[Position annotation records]
# # # # #
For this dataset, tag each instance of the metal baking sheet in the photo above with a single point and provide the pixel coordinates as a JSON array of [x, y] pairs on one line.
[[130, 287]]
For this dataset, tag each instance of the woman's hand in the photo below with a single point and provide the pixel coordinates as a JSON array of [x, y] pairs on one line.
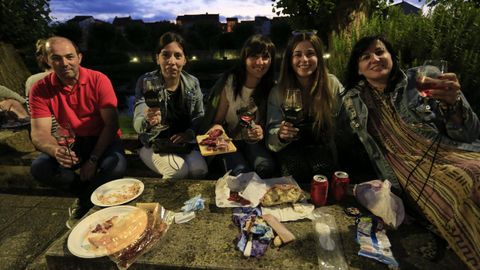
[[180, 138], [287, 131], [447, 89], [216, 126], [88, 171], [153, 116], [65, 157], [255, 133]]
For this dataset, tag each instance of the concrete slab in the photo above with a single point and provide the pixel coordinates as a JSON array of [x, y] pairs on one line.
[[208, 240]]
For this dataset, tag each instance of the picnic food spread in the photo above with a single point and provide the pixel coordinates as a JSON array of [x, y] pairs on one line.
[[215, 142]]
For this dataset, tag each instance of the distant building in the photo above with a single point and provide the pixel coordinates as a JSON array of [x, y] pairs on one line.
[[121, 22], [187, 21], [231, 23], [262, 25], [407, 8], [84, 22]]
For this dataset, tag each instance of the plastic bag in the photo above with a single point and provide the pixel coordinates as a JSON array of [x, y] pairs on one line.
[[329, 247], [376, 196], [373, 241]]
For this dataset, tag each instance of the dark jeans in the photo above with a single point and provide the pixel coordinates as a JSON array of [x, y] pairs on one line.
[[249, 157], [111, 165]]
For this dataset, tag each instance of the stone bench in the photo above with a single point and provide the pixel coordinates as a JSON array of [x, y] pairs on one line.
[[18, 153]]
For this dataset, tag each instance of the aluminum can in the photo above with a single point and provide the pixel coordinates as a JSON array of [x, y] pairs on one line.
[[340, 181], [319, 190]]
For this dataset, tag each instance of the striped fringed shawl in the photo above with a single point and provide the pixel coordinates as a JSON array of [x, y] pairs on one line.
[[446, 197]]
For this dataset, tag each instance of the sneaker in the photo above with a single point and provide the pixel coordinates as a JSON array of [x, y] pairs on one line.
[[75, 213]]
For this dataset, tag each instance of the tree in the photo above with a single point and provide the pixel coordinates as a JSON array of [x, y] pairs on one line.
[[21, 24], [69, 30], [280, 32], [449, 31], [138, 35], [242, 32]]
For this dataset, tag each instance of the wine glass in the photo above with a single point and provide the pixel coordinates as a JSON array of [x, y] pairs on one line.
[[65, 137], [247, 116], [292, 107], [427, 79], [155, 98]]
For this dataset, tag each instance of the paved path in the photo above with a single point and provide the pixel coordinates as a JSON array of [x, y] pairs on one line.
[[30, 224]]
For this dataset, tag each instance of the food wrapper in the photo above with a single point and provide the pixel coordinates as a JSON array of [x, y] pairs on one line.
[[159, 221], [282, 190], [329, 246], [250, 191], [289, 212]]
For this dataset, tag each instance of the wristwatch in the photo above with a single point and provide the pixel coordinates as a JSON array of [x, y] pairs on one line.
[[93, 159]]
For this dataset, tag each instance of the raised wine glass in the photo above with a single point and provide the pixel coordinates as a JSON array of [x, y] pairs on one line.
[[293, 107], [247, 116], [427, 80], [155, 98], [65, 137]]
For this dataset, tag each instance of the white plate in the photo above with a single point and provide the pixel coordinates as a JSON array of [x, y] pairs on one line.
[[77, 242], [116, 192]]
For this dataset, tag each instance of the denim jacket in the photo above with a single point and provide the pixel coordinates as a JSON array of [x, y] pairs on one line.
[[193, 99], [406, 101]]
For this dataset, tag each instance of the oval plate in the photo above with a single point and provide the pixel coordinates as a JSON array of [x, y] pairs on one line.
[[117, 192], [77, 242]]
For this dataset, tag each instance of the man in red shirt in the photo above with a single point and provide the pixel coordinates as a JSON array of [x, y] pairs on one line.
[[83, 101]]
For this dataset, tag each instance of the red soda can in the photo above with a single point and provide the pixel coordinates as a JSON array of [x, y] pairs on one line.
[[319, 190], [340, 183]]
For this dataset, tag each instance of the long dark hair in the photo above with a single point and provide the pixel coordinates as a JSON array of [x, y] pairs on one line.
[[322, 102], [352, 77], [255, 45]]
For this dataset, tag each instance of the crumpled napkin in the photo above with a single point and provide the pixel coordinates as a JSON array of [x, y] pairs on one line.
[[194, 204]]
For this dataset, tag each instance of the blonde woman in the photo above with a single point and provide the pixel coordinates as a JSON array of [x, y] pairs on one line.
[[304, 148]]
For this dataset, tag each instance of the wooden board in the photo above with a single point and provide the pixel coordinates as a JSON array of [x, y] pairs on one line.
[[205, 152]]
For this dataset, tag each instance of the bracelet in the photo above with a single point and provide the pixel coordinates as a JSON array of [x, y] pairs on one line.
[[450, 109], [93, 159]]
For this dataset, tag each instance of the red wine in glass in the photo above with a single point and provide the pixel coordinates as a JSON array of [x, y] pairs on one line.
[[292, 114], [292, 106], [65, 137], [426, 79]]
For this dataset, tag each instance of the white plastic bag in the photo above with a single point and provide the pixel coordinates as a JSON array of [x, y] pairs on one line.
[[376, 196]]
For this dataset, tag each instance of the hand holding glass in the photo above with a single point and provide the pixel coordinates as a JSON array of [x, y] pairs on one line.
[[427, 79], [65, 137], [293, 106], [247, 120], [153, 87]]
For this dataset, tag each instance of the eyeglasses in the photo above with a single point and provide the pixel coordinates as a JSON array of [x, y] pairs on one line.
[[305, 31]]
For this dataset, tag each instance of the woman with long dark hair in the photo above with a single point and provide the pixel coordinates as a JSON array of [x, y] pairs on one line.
# # # # #
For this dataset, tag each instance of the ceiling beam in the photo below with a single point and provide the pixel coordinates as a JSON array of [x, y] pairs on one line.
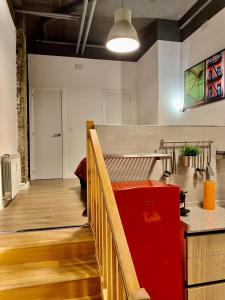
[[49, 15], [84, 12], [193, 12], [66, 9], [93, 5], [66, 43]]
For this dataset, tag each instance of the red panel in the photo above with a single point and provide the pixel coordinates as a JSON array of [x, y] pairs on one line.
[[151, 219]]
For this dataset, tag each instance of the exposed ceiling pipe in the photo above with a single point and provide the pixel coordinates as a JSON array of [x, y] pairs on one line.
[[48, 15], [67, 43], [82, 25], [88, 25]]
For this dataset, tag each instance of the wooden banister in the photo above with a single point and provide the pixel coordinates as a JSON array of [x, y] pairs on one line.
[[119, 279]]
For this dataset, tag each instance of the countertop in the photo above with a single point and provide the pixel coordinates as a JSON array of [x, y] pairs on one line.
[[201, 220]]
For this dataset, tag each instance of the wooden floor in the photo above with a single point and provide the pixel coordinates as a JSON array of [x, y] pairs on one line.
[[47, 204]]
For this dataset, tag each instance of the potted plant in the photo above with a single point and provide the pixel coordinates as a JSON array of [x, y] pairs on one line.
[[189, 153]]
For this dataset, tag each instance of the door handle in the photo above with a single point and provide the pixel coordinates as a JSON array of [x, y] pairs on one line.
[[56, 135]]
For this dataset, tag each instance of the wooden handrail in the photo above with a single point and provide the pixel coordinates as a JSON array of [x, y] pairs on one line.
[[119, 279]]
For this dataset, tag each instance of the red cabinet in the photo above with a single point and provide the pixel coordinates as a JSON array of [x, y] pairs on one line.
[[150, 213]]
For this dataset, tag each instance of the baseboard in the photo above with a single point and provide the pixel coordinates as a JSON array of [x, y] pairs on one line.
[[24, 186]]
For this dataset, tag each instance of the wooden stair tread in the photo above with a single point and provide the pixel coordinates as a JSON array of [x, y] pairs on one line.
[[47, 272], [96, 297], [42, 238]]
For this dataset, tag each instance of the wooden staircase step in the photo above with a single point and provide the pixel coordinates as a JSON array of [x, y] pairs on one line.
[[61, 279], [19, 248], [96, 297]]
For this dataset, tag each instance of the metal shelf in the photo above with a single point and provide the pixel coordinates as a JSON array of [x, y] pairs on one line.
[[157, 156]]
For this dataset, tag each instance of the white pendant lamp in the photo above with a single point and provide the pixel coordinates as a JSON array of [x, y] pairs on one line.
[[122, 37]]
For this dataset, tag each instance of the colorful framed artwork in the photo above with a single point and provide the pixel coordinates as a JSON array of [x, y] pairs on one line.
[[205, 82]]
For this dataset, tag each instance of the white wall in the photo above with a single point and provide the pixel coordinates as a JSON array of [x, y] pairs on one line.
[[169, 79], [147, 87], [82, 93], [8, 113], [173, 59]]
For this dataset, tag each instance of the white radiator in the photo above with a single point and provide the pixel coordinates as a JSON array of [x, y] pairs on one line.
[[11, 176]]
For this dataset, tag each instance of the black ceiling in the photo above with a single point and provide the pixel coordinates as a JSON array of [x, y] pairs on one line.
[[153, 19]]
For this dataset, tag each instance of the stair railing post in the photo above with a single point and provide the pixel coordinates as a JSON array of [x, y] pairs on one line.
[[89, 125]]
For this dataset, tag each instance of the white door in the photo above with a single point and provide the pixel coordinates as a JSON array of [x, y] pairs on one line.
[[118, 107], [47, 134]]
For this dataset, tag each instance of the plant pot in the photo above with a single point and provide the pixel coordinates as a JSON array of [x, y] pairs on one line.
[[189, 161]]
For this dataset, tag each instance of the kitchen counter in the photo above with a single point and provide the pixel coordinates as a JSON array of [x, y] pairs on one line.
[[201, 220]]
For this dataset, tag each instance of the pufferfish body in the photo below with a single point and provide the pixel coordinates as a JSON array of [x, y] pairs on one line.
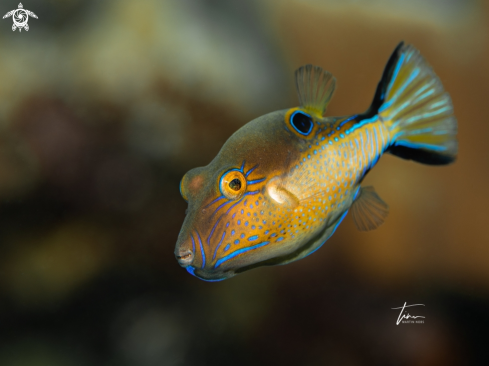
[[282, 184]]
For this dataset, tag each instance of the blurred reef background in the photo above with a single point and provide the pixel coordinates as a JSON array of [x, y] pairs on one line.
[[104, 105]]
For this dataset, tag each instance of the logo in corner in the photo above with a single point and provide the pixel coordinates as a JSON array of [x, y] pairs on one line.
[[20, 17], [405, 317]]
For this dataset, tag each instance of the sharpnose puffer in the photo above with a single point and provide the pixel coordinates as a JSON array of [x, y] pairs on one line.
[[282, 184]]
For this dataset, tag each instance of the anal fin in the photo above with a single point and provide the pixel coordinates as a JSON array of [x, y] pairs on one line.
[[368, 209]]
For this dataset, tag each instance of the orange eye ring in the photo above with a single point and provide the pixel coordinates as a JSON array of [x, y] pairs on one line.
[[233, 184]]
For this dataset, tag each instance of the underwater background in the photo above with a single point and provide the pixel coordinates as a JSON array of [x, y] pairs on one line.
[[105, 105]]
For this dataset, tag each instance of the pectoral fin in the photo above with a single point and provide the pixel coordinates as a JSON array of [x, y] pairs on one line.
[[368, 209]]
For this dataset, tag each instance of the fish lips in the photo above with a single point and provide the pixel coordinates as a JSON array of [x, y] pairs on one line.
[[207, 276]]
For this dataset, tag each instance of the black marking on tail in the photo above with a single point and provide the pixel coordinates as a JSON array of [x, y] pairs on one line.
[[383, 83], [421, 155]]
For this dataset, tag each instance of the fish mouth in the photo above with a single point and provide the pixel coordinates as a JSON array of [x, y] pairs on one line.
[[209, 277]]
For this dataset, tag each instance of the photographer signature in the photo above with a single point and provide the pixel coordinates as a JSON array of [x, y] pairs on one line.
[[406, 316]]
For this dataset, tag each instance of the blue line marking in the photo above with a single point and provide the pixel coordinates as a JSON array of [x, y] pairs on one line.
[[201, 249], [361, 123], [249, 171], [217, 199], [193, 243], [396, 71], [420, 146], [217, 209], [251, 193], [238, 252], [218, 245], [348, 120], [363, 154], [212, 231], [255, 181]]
# # # # #
WORK TO DO » Please repeat the lines of the records word for word, beginning with the line that contains "For this dataset, tag each instance of the fish mouth" and continuing through the line that contains "231], [255, 181]]", including both of those lines.

TASK SOLUTION »
For this dataset, tag each instance of the fish mouth in the photo above with a single point and provide the pixel coordinates as a JSON array of [x, y] pairs on one line.
[[209, 277]]
For this dataset, tag each instance of the photographer signature in the photo above with a single point and provide the pixel coordinates as a JSON array of [x, y] pairs on one line.
[[406, 316]]
For this dataset, tag each instance of the blue line marking in the photo above with a single point and provide the pixel coordinates as a JSON array of [x, y] pairs on one line.
[[201, 249], [361, 123], [249, 171], [217, 199], [193, 243], [396, 71], [420, 146], [217, 209], [251, 193], [238, 252], [218, 245], [348, 120], [363, 154], [212, 231], [255, 181]]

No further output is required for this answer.